### Exercise prompt:
According to the giant clams passage below, what share of a giant clam's energy comes from the algae living inside its body?
::: Source passage
Giant clams live in relatively shallow waters – down to about 20 metres deep – where the sunlight can still reach, allowing their symbiotic algae to photosynthesise and create energy. They love warm, tropical waters and can be found in the Indian Ocean and South Pacific.
Their larvae are free swimming but as they grow larger, they settle in a spot for the rest of their lives. Their enormous shells, which can tip the scales at around 200kg, weigh them down so they aren’t washed away by strong currents or waves.
These thick shells (which continue getting thicker after they’ve stopped growing longer) are also important in capturing and storing carbon.
What do giant clams eat?
Despite their gargantuan size, these mammoth creatures feed on tiny prey, filtering seawater and eating plankton. But this is only a tiny proportion of their nutrient intake. The majority of their energy (as much as 90%) is provided by tiny houseguests living inside their bodies so the clams are, essentially, solar-powered!
How do they feed?
Like corals, giant clams have tiny squatters – microscopic algae called zooxanthellae – living inside their bodies. These little lodgers share the energy they create as a result of photosynthesis with their enormous hosts, which enables giant clams to survive even in waters with very little nutrients.
The giant clams give their algae a little helping hand: they have special cells that reflect harmful UV rays (so they don’t get sunburn) while reflecting the other rays like a hall of mirrors so it reaches the
The zooxanthellae are the reason giant clams have such psychedelic mantles that are marbled with different colours. The algae produce vibrant colours which make the clams’ bodies look even more dazzling.
How do they reproduce?
When you’re locked to one spot by the sheer weight of your hefty body, finding another clam to mate with is impossible. And, although they are hermaphrodites, giant clams don’t want to reproduce with themselves.
::::::
::: Dataset extract
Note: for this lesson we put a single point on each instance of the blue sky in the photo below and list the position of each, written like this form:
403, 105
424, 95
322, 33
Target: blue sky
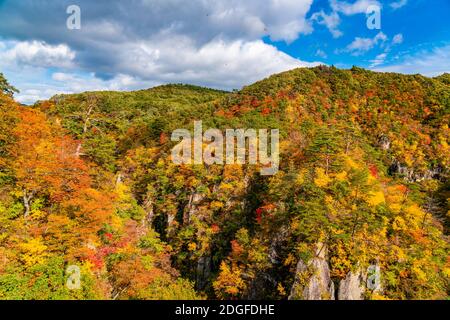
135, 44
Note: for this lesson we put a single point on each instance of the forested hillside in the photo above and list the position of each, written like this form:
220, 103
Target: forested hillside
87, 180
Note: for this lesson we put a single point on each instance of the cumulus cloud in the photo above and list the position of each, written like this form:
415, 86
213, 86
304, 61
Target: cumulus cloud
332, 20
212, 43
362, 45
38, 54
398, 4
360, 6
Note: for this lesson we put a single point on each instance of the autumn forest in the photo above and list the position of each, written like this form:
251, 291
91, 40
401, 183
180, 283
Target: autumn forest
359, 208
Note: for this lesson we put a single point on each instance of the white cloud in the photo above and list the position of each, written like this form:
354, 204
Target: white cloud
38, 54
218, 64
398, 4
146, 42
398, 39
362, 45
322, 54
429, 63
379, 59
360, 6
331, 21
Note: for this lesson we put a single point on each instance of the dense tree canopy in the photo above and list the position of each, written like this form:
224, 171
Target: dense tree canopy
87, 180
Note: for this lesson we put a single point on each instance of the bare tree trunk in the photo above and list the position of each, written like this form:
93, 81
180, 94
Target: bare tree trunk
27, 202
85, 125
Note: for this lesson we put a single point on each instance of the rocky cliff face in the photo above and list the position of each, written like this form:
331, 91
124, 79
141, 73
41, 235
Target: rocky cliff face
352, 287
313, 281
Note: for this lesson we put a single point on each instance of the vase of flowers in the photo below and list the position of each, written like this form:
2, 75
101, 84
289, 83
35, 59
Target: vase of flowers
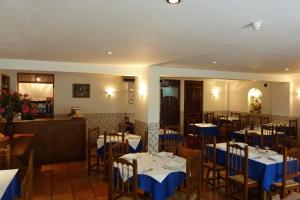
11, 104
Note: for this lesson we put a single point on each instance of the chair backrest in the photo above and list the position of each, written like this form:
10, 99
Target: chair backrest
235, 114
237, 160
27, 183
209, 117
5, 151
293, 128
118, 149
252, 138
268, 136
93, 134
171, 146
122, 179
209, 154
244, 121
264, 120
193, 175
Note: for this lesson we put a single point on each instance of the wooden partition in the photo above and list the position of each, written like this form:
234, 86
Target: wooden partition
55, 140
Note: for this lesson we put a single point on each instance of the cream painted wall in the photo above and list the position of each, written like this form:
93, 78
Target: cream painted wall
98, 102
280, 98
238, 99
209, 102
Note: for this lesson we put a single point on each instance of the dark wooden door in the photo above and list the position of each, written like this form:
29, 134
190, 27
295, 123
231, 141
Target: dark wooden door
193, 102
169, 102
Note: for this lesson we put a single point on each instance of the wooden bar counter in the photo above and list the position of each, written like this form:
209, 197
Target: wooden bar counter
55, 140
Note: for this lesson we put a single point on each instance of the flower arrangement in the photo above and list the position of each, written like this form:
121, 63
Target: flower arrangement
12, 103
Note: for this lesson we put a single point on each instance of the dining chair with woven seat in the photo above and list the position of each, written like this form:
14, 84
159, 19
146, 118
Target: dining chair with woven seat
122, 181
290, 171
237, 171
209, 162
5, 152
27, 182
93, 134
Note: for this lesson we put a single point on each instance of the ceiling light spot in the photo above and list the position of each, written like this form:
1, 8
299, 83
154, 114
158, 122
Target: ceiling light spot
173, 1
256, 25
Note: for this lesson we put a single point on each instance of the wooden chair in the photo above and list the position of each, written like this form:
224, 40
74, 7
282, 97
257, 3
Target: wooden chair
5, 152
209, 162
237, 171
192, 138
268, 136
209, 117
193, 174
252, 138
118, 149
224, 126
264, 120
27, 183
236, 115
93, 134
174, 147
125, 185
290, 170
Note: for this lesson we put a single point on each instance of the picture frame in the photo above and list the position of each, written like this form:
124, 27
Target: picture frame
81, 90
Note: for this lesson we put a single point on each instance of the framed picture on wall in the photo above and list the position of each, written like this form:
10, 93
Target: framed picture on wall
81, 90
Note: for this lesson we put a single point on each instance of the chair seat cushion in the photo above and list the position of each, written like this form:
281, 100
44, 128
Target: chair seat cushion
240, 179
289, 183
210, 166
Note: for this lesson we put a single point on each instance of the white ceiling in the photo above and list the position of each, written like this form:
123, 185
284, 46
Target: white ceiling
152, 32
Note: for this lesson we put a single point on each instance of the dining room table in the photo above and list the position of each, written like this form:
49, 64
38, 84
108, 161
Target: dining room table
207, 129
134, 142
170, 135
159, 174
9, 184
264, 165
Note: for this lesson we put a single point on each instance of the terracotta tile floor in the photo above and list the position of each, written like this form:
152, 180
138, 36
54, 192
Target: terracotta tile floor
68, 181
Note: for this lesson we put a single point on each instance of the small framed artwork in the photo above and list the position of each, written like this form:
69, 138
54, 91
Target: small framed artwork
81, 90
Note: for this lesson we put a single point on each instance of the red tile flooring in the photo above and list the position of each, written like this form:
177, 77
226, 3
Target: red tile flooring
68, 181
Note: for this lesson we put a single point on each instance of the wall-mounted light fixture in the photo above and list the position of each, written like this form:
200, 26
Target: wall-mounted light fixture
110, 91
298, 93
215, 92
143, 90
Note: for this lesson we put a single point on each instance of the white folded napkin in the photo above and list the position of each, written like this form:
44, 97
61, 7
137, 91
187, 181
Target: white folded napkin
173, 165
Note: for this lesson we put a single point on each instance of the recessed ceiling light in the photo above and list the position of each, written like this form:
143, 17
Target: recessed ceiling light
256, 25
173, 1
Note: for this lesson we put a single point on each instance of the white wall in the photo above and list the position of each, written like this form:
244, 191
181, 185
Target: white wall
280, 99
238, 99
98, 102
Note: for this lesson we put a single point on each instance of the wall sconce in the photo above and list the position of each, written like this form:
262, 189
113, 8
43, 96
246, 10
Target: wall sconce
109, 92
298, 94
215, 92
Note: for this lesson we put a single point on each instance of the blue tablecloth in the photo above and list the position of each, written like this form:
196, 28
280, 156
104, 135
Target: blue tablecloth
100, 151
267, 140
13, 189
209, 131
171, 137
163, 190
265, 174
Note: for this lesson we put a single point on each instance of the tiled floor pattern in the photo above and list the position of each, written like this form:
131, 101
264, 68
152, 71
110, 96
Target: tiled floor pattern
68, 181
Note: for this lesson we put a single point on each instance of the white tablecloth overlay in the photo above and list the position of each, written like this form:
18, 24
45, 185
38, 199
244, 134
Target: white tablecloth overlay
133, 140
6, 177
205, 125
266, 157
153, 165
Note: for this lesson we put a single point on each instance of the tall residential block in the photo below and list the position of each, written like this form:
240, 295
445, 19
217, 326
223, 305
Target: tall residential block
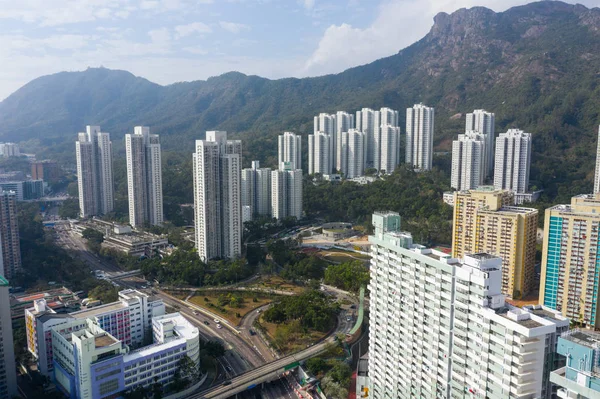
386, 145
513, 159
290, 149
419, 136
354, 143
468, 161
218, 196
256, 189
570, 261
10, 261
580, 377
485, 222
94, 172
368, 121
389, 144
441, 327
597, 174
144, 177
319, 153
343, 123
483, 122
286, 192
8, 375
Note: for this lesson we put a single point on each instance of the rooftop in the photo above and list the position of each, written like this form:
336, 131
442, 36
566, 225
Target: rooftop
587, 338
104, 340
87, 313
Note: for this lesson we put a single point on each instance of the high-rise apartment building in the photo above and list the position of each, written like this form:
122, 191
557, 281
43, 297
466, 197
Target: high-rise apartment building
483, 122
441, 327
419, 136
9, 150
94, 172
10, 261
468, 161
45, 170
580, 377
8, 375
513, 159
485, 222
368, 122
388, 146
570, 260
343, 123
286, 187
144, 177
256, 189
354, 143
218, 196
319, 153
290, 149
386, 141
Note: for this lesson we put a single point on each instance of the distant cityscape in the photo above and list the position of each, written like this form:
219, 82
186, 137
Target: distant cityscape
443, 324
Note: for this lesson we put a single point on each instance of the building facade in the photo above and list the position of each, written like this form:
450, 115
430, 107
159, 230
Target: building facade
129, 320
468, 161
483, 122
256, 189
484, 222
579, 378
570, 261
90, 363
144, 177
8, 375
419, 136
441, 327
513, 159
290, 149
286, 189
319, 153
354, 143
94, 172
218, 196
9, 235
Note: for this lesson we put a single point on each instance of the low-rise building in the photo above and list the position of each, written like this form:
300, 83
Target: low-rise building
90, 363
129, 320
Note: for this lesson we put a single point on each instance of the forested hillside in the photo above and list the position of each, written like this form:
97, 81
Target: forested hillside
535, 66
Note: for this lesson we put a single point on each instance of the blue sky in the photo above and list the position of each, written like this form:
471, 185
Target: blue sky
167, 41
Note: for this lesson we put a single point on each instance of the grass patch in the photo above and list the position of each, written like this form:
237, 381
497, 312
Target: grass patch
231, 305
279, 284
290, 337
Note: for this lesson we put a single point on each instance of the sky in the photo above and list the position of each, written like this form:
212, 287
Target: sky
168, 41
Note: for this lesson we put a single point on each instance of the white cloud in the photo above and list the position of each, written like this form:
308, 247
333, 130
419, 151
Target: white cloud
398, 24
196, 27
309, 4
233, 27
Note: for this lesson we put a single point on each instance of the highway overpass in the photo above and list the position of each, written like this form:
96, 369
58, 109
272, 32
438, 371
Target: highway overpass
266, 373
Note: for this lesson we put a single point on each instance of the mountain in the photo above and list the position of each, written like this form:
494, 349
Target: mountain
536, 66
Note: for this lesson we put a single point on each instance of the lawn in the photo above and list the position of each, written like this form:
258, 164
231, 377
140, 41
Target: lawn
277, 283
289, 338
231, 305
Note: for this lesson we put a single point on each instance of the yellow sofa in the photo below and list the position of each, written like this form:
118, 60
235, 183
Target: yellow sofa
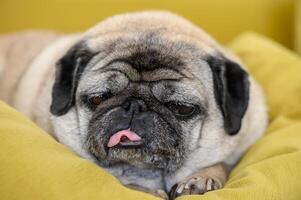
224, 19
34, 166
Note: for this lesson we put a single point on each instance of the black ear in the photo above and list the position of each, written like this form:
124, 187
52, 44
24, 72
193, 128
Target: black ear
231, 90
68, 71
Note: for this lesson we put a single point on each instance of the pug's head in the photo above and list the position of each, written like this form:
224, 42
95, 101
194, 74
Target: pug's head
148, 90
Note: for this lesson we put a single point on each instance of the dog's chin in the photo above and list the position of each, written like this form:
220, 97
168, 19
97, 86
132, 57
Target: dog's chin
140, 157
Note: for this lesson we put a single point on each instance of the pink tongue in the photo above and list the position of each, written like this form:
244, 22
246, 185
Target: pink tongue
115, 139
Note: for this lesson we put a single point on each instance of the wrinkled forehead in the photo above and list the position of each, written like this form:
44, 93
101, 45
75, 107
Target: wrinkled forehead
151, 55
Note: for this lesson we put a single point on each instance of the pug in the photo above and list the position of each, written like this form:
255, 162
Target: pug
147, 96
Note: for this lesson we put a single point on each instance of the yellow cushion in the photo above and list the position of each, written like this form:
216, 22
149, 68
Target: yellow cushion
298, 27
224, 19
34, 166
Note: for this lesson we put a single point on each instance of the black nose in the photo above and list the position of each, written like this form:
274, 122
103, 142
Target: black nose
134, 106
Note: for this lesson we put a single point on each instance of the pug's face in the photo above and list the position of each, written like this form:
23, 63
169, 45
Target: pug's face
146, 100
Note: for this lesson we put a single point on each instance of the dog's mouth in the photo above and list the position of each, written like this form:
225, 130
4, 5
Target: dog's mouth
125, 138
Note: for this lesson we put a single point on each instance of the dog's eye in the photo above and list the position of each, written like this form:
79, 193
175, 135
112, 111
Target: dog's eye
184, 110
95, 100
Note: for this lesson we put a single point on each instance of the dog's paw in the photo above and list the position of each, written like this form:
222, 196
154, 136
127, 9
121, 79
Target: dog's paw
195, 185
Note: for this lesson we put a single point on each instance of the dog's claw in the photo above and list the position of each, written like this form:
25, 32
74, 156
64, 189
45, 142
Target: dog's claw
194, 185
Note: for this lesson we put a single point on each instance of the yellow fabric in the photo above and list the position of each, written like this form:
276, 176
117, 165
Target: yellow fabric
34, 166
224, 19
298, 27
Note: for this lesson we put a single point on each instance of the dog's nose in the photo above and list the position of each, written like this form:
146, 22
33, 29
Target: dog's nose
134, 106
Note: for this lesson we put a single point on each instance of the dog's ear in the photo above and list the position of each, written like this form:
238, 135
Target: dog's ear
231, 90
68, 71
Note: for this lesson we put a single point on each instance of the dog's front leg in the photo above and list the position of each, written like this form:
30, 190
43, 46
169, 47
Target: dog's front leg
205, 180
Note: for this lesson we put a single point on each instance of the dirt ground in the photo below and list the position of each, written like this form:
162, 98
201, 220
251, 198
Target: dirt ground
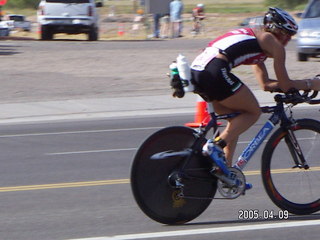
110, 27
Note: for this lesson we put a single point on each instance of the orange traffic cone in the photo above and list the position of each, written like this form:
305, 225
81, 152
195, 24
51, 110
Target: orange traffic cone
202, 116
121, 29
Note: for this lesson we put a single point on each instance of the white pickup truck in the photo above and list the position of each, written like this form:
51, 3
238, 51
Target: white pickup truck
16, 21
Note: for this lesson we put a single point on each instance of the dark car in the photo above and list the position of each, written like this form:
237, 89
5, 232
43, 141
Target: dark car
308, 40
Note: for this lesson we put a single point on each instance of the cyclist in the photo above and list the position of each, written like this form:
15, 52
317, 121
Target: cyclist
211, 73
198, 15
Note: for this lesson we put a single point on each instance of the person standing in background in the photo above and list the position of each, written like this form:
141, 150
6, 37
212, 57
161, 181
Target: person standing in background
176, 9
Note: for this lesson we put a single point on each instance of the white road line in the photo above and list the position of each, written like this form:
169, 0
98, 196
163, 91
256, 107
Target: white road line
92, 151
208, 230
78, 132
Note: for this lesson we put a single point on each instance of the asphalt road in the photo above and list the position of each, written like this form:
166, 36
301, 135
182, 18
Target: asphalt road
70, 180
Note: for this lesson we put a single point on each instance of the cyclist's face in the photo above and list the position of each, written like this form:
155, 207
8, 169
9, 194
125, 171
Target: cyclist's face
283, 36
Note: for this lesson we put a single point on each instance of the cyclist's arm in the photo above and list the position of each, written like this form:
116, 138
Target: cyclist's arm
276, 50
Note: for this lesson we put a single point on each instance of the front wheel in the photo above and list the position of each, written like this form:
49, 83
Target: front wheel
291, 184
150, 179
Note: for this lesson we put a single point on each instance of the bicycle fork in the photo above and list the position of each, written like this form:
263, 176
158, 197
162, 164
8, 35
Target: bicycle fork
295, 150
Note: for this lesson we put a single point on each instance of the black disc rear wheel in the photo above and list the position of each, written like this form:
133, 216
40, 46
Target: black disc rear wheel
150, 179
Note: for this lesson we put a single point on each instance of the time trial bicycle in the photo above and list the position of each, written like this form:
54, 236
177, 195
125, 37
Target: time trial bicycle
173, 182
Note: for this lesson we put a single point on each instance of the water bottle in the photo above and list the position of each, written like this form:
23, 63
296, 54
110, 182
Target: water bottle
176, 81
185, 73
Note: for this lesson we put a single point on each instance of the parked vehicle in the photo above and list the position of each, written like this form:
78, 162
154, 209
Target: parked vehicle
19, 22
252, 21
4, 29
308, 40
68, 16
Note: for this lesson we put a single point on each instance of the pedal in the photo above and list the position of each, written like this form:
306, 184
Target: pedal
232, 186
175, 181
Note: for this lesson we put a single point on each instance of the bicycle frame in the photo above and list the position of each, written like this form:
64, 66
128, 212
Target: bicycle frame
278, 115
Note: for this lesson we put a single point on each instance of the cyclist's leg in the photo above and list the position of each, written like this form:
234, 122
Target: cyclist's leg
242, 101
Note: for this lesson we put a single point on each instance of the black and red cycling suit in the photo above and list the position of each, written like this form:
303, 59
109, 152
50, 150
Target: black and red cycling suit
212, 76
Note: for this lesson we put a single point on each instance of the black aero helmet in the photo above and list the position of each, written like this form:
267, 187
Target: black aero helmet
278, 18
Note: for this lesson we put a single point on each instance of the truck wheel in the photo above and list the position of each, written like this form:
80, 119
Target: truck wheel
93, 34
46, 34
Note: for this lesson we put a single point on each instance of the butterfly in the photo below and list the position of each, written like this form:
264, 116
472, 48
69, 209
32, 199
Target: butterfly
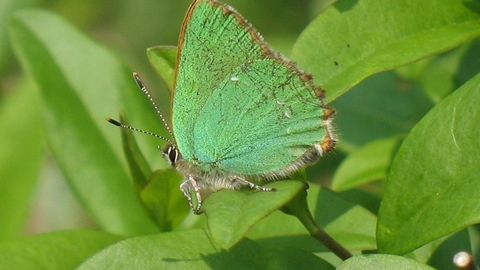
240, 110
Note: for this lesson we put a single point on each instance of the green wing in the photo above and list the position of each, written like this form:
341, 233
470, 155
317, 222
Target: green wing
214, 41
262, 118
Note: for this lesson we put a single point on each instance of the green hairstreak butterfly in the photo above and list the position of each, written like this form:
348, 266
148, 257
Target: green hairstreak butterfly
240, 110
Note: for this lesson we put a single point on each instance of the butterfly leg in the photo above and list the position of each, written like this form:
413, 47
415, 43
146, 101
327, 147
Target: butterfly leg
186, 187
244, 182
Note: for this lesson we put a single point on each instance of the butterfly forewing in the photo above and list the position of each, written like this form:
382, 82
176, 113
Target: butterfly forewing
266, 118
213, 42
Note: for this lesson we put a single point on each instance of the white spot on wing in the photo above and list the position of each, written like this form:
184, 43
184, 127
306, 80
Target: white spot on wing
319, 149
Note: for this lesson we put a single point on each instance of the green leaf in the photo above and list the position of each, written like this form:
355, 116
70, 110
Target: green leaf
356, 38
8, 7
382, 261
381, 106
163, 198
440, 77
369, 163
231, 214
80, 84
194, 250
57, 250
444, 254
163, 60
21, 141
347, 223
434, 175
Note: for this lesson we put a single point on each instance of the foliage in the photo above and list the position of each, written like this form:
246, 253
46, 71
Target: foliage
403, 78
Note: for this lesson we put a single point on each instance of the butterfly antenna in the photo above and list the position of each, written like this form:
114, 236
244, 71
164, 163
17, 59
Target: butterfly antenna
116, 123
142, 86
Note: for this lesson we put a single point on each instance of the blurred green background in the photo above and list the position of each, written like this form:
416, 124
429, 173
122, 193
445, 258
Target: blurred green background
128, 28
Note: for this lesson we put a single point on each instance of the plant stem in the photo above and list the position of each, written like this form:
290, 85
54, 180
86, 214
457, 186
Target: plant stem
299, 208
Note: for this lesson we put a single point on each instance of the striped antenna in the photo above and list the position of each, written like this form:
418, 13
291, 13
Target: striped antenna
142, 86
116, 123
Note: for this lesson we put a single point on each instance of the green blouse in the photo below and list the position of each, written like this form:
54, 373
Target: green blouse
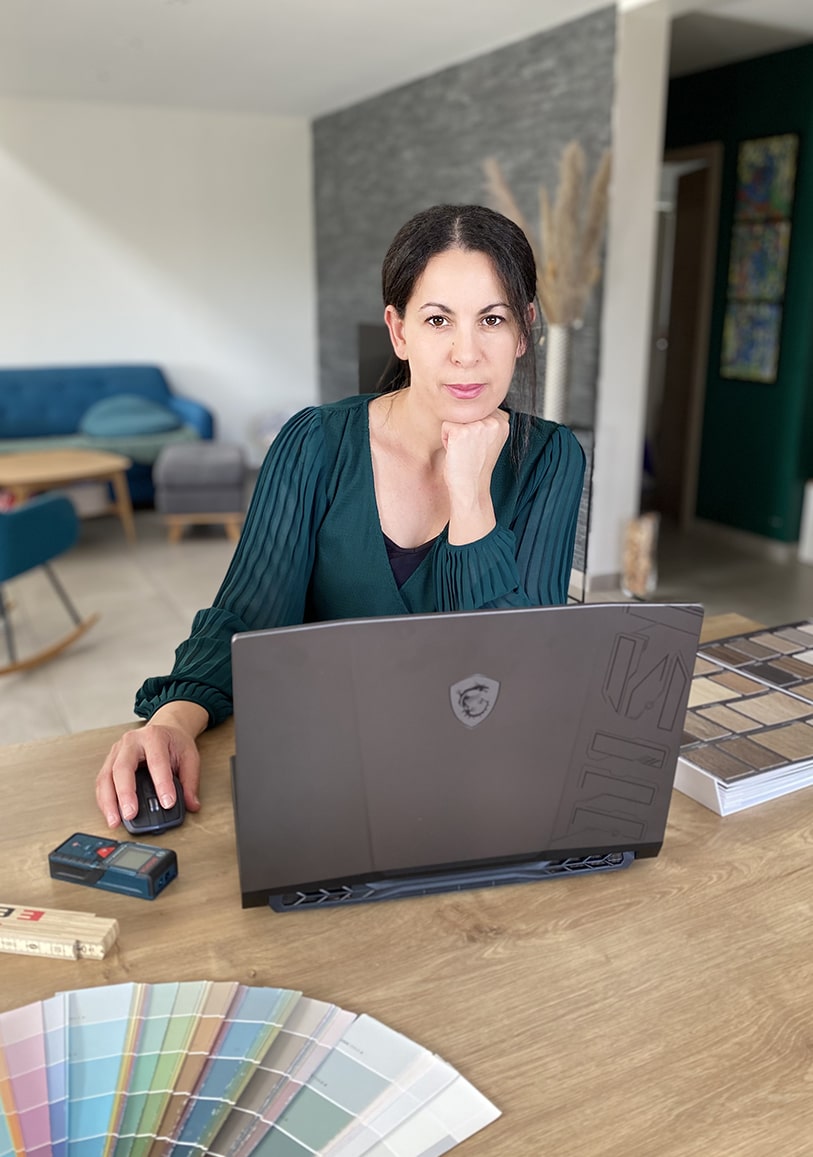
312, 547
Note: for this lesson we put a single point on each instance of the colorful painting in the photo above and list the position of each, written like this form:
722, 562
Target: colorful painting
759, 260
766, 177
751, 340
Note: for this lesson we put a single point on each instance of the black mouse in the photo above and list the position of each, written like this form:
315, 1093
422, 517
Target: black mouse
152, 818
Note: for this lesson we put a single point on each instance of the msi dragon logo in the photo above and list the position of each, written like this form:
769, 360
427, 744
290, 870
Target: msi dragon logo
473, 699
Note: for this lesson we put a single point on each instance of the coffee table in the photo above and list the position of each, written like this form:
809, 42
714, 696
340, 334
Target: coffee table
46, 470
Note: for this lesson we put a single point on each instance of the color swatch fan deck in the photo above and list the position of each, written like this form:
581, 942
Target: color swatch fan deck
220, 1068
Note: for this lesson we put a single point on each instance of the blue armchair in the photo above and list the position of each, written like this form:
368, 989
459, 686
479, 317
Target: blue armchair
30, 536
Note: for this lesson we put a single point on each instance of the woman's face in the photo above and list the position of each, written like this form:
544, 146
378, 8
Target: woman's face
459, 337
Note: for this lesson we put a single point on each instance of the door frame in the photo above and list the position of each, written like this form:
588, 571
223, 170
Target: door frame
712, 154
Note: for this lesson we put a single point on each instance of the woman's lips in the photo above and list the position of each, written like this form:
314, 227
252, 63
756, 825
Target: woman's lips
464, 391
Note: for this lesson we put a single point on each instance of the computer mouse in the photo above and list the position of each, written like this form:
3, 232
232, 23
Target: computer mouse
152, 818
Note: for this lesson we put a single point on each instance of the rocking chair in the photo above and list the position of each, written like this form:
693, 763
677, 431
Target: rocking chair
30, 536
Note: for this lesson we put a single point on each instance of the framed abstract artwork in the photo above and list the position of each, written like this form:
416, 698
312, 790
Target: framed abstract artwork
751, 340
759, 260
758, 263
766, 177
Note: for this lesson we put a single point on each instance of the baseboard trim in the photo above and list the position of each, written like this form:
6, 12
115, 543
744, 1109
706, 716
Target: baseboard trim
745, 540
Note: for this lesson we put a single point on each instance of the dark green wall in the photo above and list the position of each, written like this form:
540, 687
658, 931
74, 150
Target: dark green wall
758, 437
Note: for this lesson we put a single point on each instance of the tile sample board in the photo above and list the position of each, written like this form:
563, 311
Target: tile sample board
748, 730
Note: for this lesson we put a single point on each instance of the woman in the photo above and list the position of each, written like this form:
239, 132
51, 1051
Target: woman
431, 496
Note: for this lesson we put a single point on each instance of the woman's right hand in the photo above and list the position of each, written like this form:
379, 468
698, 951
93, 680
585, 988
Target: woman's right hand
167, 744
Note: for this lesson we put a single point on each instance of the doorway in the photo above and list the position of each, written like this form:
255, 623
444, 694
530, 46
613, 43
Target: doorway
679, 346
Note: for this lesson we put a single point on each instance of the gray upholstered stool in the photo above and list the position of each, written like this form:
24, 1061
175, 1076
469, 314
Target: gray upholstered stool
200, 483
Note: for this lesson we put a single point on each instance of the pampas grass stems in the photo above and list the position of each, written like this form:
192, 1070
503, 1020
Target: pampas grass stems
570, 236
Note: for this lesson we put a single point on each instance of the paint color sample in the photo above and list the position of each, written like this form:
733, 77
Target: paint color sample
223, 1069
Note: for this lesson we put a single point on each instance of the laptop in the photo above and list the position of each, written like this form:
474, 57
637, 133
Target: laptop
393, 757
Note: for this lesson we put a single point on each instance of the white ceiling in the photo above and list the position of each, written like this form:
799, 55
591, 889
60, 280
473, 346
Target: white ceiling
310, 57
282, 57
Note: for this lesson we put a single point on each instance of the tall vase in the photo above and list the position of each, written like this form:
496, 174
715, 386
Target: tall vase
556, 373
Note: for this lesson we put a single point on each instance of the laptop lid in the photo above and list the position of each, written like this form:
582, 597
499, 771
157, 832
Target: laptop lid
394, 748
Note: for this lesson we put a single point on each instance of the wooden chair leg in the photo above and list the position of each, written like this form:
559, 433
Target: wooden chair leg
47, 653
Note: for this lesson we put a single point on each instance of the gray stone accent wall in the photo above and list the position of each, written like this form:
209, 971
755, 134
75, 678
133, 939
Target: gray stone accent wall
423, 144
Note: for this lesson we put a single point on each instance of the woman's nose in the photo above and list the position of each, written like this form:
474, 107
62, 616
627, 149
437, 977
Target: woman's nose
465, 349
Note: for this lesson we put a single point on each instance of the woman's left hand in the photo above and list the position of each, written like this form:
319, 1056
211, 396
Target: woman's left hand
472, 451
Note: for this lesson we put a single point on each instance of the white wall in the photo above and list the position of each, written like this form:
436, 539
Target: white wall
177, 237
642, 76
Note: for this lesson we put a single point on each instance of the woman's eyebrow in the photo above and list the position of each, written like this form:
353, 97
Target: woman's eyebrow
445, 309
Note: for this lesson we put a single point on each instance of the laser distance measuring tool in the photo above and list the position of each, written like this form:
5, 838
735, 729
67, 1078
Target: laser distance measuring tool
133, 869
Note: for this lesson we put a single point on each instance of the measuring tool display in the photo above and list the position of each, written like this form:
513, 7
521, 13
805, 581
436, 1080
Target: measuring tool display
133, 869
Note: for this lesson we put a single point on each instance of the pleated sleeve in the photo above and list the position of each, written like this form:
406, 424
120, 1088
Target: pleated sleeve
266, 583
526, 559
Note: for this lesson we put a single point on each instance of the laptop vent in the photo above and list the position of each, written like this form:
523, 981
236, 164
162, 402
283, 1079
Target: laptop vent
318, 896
::::::
### Solution below:
As much as 90%.